Text excerpt
# # #
Being grid-connected means that a solar photovoltaic system is linked directly to the available electrical grid or utility lines. A connected system comprises a photovoltaic panel or set of panels that directly convert sunlight into electricity. The size of the system dictates how independent from the grid it’s possible to be. Grid-connected systems need inverters to convert direct current into alternating current usable electricity. The inverter connects to the main electrical supply with a meter showing the number of generated kilowatt hours. Excess electricity can be sold back to the grid.

Grid-connected photovoltaic systems guarantee a home always has access to power, even if the solar energy fails or is insufficient. The system’s inverter connects to a battery bank that can store energy to be used in a power failure. An advantage of grid-connected systems is that they are not dependent on the sun shining. Off-grid photovoltaic energy is only intermittent but grid-connected systems ensure that any additional electricity needed is automatically delivered by the grid.

More than 35 states now have “net metering” legislation, meaning that householders benefit from selling excess energy back to the grid at normal retail prices. The Department of Energy notes that this puts people in Hawaii and New York at a great advantage because of the high retail electric rates. State and federal incentives include sales tax exemptions on the systems themselves, property tax exemptions, and personal state income tax credits.

As well to lower energy bills, grid-connected solar systems can add overall value to properties too. A federal study of California homes revealed that a 3,100-kilowatt hour system increases the home’s value by an average of $17,000.

Installing solar systems near existing utility power lines means that photovoltaic generated electricity costs more than that supplied by conventional methods. At its cheapest, solar energy is estimated to be 25 cents per kilowatt hour — generally between double and quadruple the cost of utility-supplied electricity. Initial costs are high so in practice installing a grid-connected solar system is like paying your electricity bill up front, years in advance.
# # #
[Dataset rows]
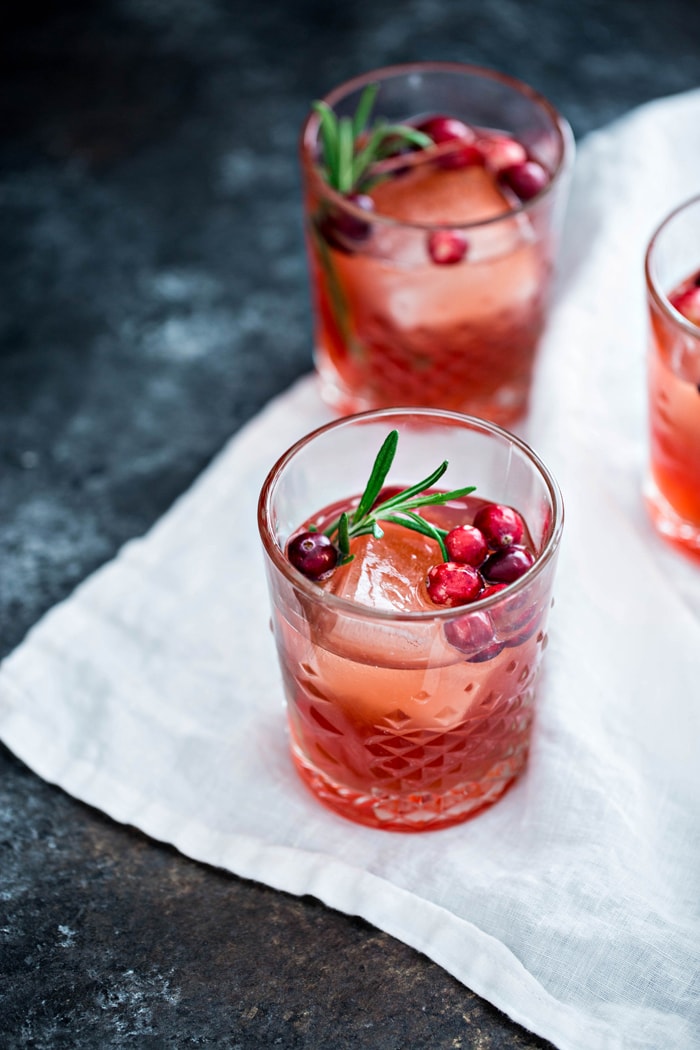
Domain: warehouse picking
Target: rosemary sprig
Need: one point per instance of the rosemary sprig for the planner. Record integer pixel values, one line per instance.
(398, 508)
(351, 148)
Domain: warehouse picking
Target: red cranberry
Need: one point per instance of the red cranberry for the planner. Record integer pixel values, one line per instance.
(687, 303)
(507, 565)
(466, 544)
(502, 151)
(470, 633)
(342, 229)
(452, 584)
(491, 589)
(446, 129)
(447, 247)
(525, 180)
(313, 553)
(501, 525)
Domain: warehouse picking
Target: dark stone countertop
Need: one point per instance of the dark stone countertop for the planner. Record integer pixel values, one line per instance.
(153, 298)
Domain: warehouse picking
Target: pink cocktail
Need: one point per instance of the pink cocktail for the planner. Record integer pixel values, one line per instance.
(409, 708)
(673, 282)
(431, 275)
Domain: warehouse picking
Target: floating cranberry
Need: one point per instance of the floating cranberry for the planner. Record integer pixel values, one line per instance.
(501, 525)
(507, 565)
(466, 545)
(313, 553)
(447, 247)
(470, 633)
(525, 180)
(502, 151)
(452, 584)
(446, 129)
(491, 589)
(687, 303)
(341, 228)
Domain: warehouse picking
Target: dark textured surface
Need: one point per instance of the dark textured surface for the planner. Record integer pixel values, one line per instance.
(153, 297)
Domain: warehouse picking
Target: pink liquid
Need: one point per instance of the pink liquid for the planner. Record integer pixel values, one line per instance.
(396, 329)
(391, 725)
(674, 386)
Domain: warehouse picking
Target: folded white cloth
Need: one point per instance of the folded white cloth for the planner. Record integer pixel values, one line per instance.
(153, 692)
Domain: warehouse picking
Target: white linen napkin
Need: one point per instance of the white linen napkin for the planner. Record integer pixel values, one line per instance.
(572, 904)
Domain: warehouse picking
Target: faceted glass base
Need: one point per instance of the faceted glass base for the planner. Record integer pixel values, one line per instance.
(682, 534)
(410, 813)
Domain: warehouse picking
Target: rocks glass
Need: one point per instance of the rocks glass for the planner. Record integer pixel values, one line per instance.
(438, 296)
(408, 719)
(673, 295)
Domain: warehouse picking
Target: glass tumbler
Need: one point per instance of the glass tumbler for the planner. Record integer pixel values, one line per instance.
(400, 718)
(431, 287)
(673, 294)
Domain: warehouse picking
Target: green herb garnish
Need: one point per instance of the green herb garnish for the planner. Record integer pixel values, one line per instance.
(351, 148)
(398, 508)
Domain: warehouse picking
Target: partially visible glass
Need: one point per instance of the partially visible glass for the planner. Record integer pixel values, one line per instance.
(673, 293)
(394, 327)
(401, 719)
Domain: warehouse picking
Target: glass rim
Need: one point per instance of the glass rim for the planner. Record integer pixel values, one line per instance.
(657, 294)
(309, 135)
(346, 606)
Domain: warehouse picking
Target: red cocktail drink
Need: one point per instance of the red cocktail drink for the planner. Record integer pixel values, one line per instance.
(410, 705)
(673, 281)
(431, 276)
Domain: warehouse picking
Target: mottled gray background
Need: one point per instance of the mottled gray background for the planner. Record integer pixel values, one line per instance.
(152, 297)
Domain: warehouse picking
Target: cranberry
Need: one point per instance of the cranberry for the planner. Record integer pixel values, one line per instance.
(491, 589)
(508, 564)
(466, 544)
(687, 303)
(313, 553)
(470, 633)
(452, 584)
(502, 526)
(447, 247)
(342, 229)
(446, 129)
(525, 180)
(502, 151)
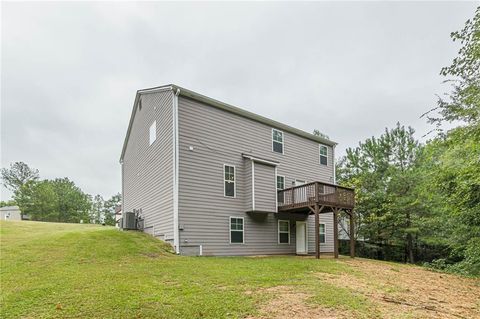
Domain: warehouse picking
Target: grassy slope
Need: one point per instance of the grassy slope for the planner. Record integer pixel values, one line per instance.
(67, 270)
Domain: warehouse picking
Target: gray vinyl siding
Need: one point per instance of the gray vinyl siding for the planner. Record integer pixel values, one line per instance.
(219, 137)
(148, 169)
(265, 188)
(327, 219)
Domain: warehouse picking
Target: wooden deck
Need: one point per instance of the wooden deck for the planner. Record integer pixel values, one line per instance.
(316, 198)
(301, 198)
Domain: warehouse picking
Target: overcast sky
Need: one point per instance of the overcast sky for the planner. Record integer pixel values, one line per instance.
(69, 71)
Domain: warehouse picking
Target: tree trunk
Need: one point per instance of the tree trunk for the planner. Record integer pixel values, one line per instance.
(409, 241)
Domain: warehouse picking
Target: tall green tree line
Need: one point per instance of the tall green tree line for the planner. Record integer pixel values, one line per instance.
(410, 194)
(57, 200)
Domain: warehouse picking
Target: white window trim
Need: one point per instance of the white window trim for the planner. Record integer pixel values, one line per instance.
(320, 154)
(276, 183)
(234, 181)
(279, 232)
(324, 232)
(153, 129)
(230, 229)
(283, 141)
(299, 180)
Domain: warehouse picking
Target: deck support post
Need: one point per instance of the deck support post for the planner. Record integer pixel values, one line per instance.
(317, 231)
(352, 235)
(335, 232)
# # #
Given problem 1
In the solar energy text, how much did a 3,100-kilowatt hour system raise the value of a California home on average?
Given problem 2
Please pull out every line of the listing that contains the string "cloth", matching case exactly.
The solar energy text and the listing have no connection to each other.

Correct result 1
By an average of $17,000.

Correct result 2
Target: folded white cloth
Need: one point per instance of the folded white cloth for the planner. Record integer pixel values, one line per instance.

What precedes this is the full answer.